Data taken from a collection:

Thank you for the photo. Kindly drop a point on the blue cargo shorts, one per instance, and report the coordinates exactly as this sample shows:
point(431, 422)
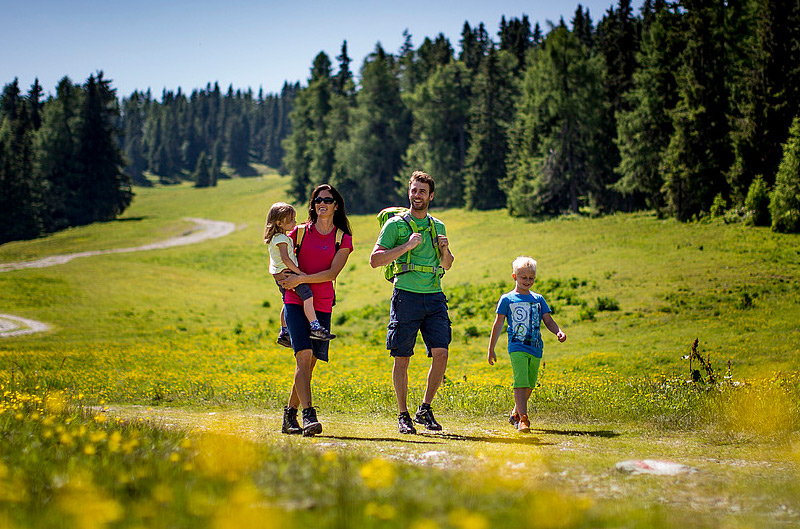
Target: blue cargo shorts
point(412, 312)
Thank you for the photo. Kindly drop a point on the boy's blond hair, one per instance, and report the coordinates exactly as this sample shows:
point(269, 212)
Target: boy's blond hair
point(279, 212)
point(524, 262)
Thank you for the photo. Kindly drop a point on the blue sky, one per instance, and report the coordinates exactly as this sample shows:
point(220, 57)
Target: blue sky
point(170, 44)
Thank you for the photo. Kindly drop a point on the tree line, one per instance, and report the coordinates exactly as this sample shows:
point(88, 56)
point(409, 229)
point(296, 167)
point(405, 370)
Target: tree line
point(180, 137)
point(60, 159)
point(685, 108)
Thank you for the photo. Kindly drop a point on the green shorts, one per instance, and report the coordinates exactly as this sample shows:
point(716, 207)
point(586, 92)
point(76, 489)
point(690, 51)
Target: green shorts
point(526, 369)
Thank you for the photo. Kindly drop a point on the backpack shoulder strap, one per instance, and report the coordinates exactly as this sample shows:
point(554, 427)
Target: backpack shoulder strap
point(299, 234)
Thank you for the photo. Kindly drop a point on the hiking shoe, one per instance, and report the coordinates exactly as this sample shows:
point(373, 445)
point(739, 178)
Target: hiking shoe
point(290, 424)
point(405, 424)
point(524, 424)
point(425, 417)
point(322, 334)
point(311, 426)
point(284, 340)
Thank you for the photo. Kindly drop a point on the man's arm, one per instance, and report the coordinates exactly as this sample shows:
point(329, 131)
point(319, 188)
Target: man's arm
point(381, 256)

● DIRECTIVE
Rewrite the stretch of entries from the start through the line containing "point(524, 262)" as a Markdown table with the columns Row and Line text, one numbered row per line. Skip blank lines and leave the pictures out.

● EXERCISE ANSWER
| Row | Line text |
|---|---|
| 1 | Thank you for the photo. Kindly drop a point on the blue cargo shorts, one per instance, and report the coordinates exactly as this sample shows: |
| 2 | point(431, 422) |
| 3 | Target: blue cargo shorts |
| 4 | point(412, 312) |
| 5 | Thank you for the photo. Kindly drop a point on the boy's blond hair, one per instance, and report the coordinates exactly as this sample shows: |
| 6 | point(269, 212) |
| 7 | Target: boy's blond hair |
| 8 | point(279, 212) |
| 9 | point(524, 262) |